• **DIRECTIONS**:
1 – According to the passage on the EGR2 protein, how many zinc finger domains does the protein contain?
2 – Continue the passage on the EGR2 protein, picking up right after its final sentence.

• **EXTRACTED TEXT**:
┏━━

Protein found in humans

Early growth response protein 2 (EGR2), also known as Krox20, is a transcription factor encoded by the EGR2 gene in humans. It is highly expressed in migrating neural crest cells and later in neural crest-derived cells of the cranial ganglia. Expression of EGR2 is restricted to early hindbrain development, and the gene is evolutionarily conserved among vertebrates, including humans, mice, chicks, and zebrafish. The conservation of its amino acid sequence and embryonic expression pattern underscores its essential role in hindbrain segmentation and neural differentiation.

== Structure ==
The EGR2 protein contains three tandem C2H2-type zinc finger domains that mediate specific DNA binding. These zinc fingers enable EGR2 to function as a transcriptional regulator of genes involved in neural development and myelination.

== Function ==
EGR2 acts as a transcription factor that regulates gene expression during neural development and peripheral nerve myelination. It binds to specific DNA sequences via its zinc finger motifs to control target genes essential for Schwann cell differentiation and myelin sheath formation. It is also expressed in osteoprogenitor cells and has been implicated in the proliferation of Ewing sarcoma–derived cell lines, suggesting a role in both bone biology and tumorigenesis.

┗━━

Records from a dataset:
┏━━

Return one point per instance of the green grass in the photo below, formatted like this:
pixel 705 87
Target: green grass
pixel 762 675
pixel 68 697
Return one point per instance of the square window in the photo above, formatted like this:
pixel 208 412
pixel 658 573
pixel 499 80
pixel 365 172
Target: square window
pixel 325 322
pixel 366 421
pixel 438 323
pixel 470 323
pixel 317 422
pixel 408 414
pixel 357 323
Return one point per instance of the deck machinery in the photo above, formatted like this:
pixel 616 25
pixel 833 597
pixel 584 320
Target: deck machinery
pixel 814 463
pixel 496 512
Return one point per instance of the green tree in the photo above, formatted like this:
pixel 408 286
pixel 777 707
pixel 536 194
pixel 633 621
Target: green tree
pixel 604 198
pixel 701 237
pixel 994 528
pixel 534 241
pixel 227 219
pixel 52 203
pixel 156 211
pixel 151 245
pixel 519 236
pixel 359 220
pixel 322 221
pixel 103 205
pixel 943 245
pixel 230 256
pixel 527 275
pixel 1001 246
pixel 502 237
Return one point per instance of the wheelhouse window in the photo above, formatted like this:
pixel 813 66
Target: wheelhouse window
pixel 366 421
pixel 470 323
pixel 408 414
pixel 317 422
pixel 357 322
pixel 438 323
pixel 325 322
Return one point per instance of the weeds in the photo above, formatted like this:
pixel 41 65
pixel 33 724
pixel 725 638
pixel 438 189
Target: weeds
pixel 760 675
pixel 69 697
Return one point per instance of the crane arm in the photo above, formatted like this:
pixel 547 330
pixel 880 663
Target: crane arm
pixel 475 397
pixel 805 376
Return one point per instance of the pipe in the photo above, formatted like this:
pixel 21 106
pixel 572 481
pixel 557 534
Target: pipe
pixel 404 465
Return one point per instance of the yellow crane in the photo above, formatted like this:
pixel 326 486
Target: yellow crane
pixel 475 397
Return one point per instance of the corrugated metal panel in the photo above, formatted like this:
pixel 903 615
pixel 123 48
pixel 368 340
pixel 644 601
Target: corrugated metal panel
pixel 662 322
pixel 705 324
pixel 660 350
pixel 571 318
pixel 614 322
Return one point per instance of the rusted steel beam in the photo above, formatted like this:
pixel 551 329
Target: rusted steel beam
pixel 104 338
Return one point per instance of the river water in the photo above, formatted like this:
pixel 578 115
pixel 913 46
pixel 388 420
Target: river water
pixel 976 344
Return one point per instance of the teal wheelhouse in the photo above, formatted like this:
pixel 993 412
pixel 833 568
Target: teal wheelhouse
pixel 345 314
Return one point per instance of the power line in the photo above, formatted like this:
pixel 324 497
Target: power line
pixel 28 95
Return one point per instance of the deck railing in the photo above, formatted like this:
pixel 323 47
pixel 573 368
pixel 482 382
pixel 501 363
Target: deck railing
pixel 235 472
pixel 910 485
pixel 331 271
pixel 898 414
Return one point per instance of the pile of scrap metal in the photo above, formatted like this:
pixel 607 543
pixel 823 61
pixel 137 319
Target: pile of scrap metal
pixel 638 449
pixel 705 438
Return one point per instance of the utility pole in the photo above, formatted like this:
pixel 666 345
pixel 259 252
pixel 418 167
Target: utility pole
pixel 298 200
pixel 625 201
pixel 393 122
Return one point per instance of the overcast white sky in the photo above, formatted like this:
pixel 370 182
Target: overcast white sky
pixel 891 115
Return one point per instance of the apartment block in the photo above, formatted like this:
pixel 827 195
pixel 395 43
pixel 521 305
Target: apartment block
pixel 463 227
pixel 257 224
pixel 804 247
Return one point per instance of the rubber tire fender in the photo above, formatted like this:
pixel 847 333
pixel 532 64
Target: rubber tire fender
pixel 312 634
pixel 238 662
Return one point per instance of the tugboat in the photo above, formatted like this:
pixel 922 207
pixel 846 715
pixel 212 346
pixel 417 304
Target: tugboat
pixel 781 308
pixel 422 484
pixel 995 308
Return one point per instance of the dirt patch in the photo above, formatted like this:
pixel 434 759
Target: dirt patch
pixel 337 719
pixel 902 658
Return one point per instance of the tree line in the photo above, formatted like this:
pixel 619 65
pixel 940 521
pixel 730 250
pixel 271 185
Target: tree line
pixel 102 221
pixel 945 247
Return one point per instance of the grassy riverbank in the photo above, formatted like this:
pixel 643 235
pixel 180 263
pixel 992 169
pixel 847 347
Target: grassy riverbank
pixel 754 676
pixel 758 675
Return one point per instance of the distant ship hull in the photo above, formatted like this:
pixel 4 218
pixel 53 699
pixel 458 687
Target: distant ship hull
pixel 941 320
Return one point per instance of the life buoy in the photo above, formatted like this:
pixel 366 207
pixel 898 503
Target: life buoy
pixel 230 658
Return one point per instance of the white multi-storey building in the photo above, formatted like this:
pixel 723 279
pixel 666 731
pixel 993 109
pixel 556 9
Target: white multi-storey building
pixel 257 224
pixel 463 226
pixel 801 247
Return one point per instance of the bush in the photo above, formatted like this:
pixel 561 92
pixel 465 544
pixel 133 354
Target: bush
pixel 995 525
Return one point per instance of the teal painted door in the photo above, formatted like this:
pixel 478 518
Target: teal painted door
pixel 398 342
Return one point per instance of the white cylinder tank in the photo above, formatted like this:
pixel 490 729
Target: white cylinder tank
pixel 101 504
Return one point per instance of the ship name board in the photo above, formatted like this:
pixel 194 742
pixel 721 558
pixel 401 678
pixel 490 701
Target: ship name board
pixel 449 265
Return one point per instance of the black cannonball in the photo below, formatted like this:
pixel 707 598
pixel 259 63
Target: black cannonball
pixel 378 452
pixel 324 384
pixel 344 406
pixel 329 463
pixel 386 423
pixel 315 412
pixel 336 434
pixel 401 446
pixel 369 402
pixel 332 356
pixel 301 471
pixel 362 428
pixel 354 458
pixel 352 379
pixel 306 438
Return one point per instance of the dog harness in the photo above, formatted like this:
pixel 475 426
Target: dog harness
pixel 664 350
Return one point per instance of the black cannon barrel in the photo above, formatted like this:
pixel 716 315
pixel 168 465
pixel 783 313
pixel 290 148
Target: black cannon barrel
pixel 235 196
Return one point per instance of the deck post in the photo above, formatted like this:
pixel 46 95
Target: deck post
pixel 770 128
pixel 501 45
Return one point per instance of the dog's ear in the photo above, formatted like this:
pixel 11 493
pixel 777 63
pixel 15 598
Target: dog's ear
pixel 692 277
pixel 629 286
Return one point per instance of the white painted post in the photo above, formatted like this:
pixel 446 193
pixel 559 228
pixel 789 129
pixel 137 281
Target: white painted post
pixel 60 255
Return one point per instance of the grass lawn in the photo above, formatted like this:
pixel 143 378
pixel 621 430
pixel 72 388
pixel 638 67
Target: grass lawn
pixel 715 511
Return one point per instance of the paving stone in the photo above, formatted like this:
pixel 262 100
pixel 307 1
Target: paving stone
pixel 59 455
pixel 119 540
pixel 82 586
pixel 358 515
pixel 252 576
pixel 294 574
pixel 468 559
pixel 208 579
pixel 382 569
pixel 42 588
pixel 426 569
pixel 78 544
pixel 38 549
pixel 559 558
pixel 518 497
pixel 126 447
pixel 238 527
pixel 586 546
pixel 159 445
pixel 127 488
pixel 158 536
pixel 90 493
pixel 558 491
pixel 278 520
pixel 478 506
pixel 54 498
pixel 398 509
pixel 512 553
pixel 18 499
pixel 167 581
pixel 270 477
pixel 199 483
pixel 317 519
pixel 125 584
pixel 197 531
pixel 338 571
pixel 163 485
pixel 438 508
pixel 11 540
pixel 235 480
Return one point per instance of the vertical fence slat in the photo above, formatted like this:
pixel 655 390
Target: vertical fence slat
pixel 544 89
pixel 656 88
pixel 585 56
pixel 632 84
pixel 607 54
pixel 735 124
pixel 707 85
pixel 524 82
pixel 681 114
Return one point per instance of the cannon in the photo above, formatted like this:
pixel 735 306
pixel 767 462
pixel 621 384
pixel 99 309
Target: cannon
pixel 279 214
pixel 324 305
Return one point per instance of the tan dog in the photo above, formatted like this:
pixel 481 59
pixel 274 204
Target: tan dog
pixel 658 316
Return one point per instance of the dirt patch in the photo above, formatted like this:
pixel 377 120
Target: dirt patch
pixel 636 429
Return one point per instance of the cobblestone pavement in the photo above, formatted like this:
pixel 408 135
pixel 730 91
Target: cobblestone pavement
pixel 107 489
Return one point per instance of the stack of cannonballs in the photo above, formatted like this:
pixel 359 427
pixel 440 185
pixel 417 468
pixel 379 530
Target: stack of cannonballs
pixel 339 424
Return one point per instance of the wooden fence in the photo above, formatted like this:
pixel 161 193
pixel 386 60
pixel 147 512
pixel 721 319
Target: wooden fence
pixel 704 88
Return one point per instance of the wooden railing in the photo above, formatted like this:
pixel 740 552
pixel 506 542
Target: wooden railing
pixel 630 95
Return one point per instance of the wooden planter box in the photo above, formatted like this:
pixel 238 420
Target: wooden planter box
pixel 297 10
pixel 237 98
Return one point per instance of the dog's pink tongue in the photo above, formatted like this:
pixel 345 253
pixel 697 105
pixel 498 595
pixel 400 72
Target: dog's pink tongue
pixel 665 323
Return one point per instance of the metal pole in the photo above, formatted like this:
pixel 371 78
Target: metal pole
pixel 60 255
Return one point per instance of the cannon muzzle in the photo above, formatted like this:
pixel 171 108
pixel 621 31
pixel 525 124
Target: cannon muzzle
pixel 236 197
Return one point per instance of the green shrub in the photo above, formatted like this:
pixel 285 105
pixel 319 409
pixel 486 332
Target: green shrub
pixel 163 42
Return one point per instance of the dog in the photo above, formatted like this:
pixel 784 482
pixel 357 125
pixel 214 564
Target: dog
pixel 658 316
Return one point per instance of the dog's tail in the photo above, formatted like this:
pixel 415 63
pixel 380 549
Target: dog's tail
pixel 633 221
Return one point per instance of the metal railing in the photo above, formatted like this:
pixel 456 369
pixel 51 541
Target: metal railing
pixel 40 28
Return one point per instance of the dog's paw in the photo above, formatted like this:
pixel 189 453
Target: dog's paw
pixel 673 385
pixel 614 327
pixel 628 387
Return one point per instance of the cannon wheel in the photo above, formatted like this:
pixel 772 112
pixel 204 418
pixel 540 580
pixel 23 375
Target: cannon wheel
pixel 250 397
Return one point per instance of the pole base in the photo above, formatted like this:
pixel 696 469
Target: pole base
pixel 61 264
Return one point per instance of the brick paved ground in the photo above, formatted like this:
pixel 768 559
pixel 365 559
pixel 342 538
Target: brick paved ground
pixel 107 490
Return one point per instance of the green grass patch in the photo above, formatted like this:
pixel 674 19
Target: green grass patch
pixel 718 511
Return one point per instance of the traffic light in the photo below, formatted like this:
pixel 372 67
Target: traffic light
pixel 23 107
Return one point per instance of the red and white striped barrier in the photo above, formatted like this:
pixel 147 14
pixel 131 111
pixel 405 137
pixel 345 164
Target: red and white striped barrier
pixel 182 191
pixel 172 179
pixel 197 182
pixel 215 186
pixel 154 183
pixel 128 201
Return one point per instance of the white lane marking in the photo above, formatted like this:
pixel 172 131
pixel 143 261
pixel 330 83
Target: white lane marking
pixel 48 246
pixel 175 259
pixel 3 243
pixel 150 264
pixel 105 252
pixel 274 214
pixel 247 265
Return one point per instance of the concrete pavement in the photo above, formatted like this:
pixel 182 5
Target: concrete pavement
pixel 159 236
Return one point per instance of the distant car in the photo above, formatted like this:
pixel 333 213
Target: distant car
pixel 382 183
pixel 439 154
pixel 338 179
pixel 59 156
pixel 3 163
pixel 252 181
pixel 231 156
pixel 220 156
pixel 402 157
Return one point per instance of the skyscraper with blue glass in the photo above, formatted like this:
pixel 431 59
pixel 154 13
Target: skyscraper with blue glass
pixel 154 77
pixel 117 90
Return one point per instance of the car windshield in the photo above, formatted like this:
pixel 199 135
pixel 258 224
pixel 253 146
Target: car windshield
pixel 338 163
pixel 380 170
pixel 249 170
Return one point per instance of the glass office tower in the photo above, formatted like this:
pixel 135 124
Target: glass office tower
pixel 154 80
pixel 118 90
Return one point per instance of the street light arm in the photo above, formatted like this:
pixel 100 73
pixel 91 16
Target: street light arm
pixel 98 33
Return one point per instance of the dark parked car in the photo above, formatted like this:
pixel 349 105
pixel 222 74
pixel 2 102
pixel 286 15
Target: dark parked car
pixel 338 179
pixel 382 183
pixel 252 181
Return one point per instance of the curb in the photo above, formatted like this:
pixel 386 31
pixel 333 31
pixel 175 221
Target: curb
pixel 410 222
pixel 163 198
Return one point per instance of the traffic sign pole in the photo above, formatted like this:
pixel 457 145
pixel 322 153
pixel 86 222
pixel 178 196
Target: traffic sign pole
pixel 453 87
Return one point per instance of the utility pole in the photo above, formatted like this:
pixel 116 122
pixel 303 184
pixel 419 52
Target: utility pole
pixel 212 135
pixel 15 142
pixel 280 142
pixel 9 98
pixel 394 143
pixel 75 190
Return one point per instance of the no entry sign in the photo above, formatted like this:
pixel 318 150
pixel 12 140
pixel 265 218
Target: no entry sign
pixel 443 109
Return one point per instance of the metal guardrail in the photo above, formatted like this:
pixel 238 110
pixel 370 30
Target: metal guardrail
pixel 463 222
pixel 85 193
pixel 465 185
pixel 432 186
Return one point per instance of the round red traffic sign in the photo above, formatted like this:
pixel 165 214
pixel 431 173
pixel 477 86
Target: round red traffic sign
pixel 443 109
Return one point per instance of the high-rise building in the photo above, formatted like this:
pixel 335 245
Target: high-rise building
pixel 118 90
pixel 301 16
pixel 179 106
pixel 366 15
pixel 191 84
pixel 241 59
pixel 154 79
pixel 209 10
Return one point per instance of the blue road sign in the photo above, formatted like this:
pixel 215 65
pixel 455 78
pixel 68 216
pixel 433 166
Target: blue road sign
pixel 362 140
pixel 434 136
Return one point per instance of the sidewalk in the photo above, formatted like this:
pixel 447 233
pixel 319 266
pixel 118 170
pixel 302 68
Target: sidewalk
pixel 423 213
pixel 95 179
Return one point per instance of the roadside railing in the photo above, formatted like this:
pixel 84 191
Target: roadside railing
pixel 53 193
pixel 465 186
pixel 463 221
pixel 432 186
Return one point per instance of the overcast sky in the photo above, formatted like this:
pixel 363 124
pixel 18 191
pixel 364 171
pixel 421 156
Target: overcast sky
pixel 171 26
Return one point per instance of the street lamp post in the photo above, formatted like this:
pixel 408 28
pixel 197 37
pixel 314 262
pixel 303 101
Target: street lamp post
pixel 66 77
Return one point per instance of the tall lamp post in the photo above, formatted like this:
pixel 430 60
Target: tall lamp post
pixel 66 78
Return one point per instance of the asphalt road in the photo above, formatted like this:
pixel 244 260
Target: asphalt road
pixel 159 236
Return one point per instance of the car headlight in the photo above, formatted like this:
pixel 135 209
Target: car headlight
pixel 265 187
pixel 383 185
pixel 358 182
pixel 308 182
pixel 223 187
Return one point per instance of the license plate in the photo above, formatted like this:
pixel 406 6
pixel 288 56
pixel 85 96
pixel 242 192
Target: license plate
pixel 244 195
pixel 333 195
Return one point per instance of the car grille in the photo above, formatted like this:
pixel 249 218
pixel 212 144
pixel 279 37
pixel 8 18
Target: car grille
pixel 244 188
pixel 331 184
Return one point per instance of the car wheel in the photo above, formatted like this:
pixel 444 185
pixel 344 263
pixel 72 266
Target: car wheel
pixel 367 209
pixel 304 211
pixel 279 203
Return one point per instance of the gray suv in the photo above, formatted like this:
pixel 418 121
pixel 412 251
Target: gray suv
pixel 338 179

┗━━

• **RESPONSES**:
1 – Three tandem C2H2-type zinc finger domains.

2 –
== Clinical significance ==
Mutations in EGR2 are associated with several hereditary demyelinating neuropathies, including Charcot–Marie–Tooth disease type 1D, Dejerine–Sottas disease, and congenital hypomyelinating neuropathy.
Recent studies have also suggested that EGR2 expression in hair follicle stem cells may influence hair maintenance and pigmentation, with loss of Krox20-expressing cells contributing to male-pattern baldness and graying hair.

Deletion of Egr2 in mice results in loss of protein-coding capacity, including the DNA-binding domain, leading to perinatal lethality and severe hindbrain malformations. These defects include aberrant formation of cranial sensory ganglia, fusion of the trigeminal (V), facial (VII), and auditory (VIII) nerves, and disorganization of their proximal roots as they enter the brainstem.